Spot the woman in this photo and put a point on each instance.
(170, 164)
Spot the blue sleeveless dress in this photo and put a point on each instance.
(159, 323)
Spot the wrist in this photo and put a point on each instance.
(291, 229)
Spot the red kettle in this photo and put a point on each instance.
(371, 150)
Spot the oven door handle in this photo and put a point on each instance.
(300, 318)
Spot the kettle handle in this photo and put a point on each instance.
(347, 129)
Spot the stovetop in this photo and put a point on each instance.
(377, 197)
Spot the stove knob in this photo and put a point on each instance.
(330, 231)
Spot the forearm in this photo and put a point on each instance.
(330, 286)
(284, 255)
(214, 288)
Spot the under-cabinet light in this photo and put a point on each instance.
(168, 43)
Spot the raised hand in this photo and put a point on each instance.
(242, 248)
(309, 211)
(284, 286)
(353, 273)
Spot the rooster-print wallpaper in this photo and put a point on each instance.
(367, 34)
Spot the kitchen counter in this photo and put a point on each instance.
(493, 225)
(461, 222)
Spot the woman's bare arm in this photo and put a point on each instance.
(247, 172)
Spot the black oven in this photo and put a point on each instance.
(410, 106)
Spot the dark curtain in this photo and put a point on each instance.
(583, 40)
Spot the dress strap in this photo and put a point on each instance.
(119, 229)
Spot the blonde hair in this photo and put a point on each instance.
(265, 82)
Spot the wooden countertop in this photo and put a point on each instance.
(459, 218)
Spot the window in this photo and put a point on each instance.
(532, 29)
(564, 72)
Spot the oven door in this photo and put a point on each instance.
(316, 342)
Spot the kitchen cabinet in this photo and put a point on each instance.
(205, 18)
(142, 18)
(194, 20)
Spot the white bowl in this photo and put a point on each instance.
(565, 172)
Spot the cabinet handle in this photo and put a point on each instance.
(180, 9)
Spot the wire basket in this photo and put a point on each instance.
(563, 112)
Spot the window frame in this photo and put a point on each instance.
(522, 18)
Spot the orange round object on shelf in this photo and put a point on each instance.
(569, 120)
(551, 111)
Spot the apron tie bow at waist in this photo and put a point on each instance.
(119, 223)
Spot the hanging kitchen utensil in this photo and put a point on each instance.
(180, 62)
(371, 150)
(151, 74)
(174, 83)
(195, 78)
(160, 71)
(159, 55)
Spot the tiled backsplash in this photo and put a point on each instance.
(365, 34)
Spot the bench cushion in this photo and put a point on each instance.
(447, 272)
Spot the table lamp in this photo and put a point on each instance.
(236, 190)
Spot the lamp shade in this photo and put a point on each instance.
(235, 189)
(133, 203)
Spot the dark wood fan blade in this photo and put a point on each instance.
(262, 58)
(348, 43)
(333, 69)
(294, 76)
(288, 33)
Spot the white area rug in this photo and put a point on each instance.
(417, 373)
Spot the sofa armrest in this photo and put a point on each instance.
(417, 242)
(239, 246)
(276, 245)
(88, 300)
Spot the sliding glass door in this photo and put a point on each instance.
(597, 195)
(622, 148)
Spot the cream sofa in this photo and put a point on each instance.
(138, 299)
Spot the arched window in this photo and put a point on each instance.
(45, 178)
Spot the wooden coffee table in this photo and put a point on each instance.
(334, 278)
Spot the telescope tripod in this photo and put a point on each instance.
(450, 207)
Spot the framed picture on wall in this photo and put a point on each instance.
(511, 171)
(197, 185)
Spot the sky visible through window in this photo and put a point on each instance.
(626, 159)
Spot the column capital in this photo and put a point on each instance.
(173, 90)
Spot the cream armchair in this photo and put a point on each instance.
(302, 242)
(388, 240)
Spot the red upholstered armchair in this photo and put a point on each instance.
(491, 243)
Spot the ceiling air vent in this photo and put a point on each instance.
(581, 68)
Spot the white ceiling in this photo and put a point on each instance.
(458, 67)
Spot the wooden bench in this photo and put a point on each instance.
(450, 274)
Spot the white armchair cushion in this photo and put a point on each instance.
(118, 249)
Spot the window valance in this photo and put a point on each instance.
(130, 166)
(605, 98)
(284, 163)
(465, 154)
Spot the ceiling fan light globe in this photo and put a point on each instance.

########################################

### WORK REQUIRED
Every entry should be printed again exactly as it stands.

### OUTPUT OF THE EXERCISE
Spot the woman in this photo and put a point on each instance.
(170, 164)
Spot the blue sleeveless dress in this photo and put a point on each instance.
(159, 323)
Spot the wrist in this photo and put a point on each instance.
(291, 229)
Spot the red kettle in this photo and put a point on each instance.
(371, 150)
Spot the oven door handle in this photo and put a point on each instance.
(300, 318)
Spot the kettle handle in this photo and put a point on each instance.
(347, 129)
Spot the stovetop in this photo and put a point on each instance.
(377, 197)
Spot the stove knob in this photo and put a point on each instance.
(330, 231)
Spot the forearm in this photo and put a point on each instance.
(330, 286)
(284, 255)
(214, 288)
Spot the under-cabinet light in this photo and put a point on each instance.
(168, 43)
Spot the raised hand in this photo and put a point on each instance.
(242, 248)
(309, 211)
(284, 286)
(353, 273)
Spot the rooster-print wallpaper in this photo and put a point on each instance.
(367, 34)
Spot the kitchen counter in this photo and put a point on each instance.
(493, 225)
(461, 222)
Spot the woman's bare arm in this photo and put a point on each instance.
(247, 172)
Spot the black oven in this photo and put a point on each instance.
(410, 106)
Spot the dark curtain in this photo and put a point on each instance.
(583, 40)
Spot the dress strap in this photo and put a point on each instance.
(119, 229)
Spot the blonde hair in this photo and put a point on each instance.
(265, 82)
Spot the wooden countertop in this photo and put a point on each instance.
(459, 218)
Spot the window in this photo and put a point on each instance.
(532, 29)
(564, 72)
Spot the oven door in this photo and put a point on each instance.
(316, 342)
Spot the kitchen cabinet in this photo and put a point on each instance.
(205, 18)
(142, 18)
(194, 20)
Spot the white bowl in this photo and put a point on each instance.
(565, 172)
Spot the cabinet handle in this photo and put a point on each instance.
(180, 9)
Spot the wire basket in this photo and put a point on each instance.
(563, 112)
Spot the window frame in this photo and put a point on each instance.
(522, 18)
Spot the orange round object on shelf in this photo and put a point on each instance.
(569, 120)
(551, 111)
Spot the apron tie bow at waist in this photo and put a point on each instance.
(119, 223)
Spot the hanging kitchen utensil in this photo and put a point on each instance.
(180, 62)
(371, 150)
(151, 74)
(174, 83)
(195, 78)
(160, 71)
(159, 55)
Spot the tiled backsplash in this photo and put a point on each instance.
(365, 34)
Spot the bench cushion in this photo and put a point on each instance.
(447, 272)
Spot the table lamp in this photo and put a point on each instance.
(236, 190)
Spot the lamp shade in this photo and put a point on each instance.
(235, 189)
(133, 203)
Spot the dark wood fan blade in this photo and put a point on each instance.
(262, 58)
(348, 43)
(333, 69)
(294, 76)
(288, 33)
Spot the white area rug in this photo and put a point on each instance.
(417, 373)
Spot the sofa armrest in this photo and put a point on each instance.
(417, 242)
(239, 246)
(276, 245)
(88, 300)
Spot the sliding glass door in this photo and put a point on each instance.
(597, 195)
(622, 148)
Spot the cream sofa in this photo and put a point on each instance.
(138, 299)
Spot the arched window in this photo and put a point on each instance.
(45, 178)
Spot the wooden coffee table in this photo and put a point on each instance.
(334, 278)
Spot the telescope tripod in this photo and put a point on each instance.
(450, 207)
Spot the framed picture on wall in this photo and put a point on each instance.
(511, 171)
(197, 185)
Spot the sky visible through window in this photo and put a point on each instance.
(626, 159)
Spot the column capital in this photo and put a point on each instance.
(173, 90)
Spot the cream armchair in this photo and put a point on each instance.
(302, 242)
(388, 240)
Spot the red upholstered armchair in this photo and put a point on each instance.
(491, 243)
Spot the ceiling air vent in this photo and put a point on each instance.
(581, 68)
Spot the white ceiling in this photo and put a point on each instance.
(458, 67)
Spot the wooden bench in this photo and put a point on each instance.
(450, 274)
Spot the white armchair cushion in this photo and put a point on each instance.
(118, 249)
Spot the window valance in this photo and put a point on each instance.
(130, 166)
(605, 98)
(284, 163)
(465, 154)
Spot the ceiling fan light globe in this photo and put a point on each instance.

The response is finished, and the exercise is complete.